- _PROBLEM STATEMENT_: Each entry must appear in the answer exactly as written.

Top of TASK INPUTS

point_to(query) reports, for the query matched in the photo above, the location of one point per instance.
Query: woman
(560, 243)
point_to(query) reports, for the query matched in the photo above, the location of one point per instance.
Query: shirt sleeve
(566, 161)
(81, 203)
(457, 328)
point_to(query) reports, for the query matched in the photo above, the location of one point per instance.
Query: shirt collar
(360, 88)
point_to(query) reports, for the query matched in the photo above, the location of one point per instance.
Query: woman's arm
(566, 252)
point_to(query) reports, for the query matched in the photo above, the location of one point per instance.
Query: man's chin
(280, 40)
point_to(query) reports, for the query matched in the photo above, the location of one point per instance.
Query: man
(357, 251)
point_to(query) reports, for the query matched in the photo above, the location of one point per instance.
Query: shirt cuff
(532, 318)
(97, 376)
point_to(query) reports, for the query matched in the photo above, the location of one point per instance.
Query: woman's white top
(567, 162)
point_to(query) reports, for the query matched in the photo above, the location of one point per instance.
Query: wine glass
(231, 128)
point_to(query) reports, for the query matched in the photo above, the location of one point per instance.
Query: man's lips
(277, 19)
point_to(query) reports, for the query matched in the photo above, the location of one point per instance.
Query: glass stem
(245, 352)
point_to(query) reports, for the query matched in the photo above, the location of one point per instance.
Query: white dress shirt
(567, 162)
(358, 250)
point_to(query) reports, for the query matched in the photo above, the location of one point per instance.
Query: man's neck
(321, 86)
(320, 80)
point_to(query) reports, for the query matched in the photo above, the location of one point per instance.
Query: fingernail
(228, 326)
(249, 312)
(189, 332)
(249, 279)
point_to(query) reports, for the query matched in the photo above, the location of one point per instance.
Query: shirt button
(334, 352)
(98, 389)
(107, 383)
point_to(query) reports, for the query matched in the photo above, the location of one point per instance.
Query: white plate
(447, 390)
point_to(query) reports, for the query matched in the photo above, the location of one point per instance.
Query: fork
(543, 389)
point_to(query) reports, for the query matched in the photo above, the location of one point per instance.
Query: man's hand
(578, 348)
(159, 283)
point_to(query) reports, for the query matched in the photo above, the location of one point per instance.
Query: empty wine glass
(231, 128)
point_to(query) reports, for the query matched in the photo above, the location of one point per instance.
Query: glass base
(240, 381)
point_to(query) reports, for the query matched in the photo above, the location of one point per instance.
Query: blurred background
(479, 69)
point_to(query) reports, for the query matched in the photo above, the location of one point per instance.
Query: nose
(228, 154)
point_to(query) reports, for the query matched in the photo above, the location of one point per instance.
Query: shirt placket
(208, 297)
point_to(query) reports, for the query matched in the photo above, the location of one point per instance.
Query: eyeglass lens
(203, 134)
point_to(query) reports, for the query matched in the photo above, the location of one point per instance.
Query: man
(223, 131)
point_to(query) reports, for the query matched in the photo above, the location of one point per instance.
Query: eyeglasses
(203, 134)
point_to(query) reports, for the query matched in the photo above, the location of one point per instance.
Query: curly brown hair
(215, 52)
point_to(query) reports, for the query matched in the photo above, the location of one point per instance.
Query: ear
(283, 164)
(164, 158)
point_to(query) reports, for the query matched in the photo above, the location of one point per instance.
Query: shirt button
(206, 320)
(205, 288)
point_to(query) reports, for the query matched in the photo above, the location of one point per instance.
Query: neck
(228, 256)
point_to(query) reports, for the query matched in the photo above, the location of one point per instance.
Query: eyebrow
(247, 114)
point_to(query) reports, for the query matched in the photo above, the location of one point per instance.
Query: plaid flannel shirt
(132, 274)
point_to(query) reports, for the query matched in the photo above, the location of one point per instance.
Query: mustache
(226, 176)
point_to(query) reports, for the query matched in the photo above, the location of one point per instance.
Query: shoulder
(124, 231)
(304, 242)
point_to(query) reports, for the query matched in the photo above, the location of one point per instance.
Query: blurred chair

Bottom of TASK INPUTS

- _TASK SOLUTION_:
point_to(query) reports, for the query matched in the photo above, the location of one point per instance.
Query: woman
(560, 243)
point_to(query) reports, for the query matched in the photo above, the location of one point per instance.
Query: shirt sleeve
(566, 161)
(81, 203)
(457, 328)
point_to(query) reports, for the query matched in the photo above, the location of one point per instance.
Query: shirt collar
(360, 88)
point_to(query) reports, for the query matched in the photo above, the location of one point per instance.
Query: woman's arm
(566, 252)
point_to(query) reports, for the query matched in the photo above, the location of one point per instance.
Query: man's chin
(280, 40)
point_to(query) reports, for the query matched in the photo above, the location of one point per instance.
Query: man
(357, 251)
point_to(query) reports, for the query matched in the photo above, the location of one point per instance.
Query: shirt cuff
(532, 318)
(97, 376)
point_to(query) reports, for the query matched in the photo above, the location of one point per instance.
Query: woman's white top
(567, 162)
point_to(query) reports, for the query matched in the photo above, the location of one point per instance.
Query: wine glass
(231, 128)
point_to(query) reports, for the query matched in the photo above, the location of one point per instance.
Query: man's lips
(277, 19)
point_to(query) reports, for the query matched in the photo above, the location of one point per instance.
Query: glass stem
(245, 352)
point_to(query) reports, for the query matched in the photo above, the location of one point per instance.
Query: white dress shirt
(567, 162)
(358, 250)
point_to(query) reports, for the query matched in the photo above, the location of one point per instance.
Query: man's neck
(321, 86)
(320, 80)
point_to(query) reports, for the query matched in the photo above, the location of one point per instance.
Query: fingernail
(228, 326)
(249, 312)
(189, 332)
(249, 279)
point_to(query) reports, for the query matched in the photo above, the location of one point per instance.
Query: shirt button
(334, 352)
(98, 389)
(107, 383)
point_to(query) reports, for the query matched in the photo above, the location of one point per instance.
Query: white plate
(447, 390)
point_to(query) reports, for the query matched in the photo above, the location of one point per instance.
Query: fork
(543, 389)
point_to(query) reports, for the query matched in the photo above, the location of one point per instance.
Query: man's hand
(578, 348)
(159, 283)
point_to(query) reports, for the query matched in the photo above, the location of one point per instance.
Query: empty wine glass
(231, 128)
point_to(query) reports, for the query matched in the photo above, the location of one point per instance.
Query: glass base
(240, 381)
point_to(query) reports, for the query matched in the photo above, the location of one point per instance.
Query: blurred background
(479, 69)
point_to(query) reports, for the query matched in the photo above, the location of one point per instance.
Query: nose
(228, 154)
point_to(query) reports, for the query matched in the photo above, the location of one point per instance.
Query: shirt placket
(208, 297)
point_to(query) reports, for the query matched in the photo above, the location of one point per instance.
Query: eyeglass lens
(203, 134)
point_to(query) reports, for the query matched in the photo above, the location of one point per instance.
Query: man
(223, 131)
point_to(query) reports, for the query matched in the photo above, the location of one point per instance.
Query: eyeglasses
(203, 134)
point_to(query) reports, for the query matched in the photo above, the location of one point per instance.
Query: curly brown hair
(215, 52)
point_to(query) reports, for the query matched in the photo above, the location of one point per instance.
Query: ear
(283, 164)
(164, 158)
point_to(query) reports, for the query matched in the photo above, the location of one point per instance.
Query: shirt button
(206, 320)
(205, 288)
point_to(query) reports, for the query matched in the photo above, the location of one point per instance.
Query: neck
(228, 256)
point_to(query) reports, for the query matched in the photo above, the location of one point per instance.
Query: eyebrow
(247, 114)
point_to(query) reports, for the query matched in the photo above, the location of one point per instance.
Query: plaid flannel shirt
(132, 274)
point_to(query) reports, for the query matched in the photo above, the location of one point per instance.
Query: mustache
(226, 176)
point_to(query) reports, for the query matched in the photo above, the location of one point per instance.
Query: shoulder
(124, 231)
(304, 242)
point_to(query) reports, for the query matched in the photo above, the location of one point per instance.
Query: blurred chair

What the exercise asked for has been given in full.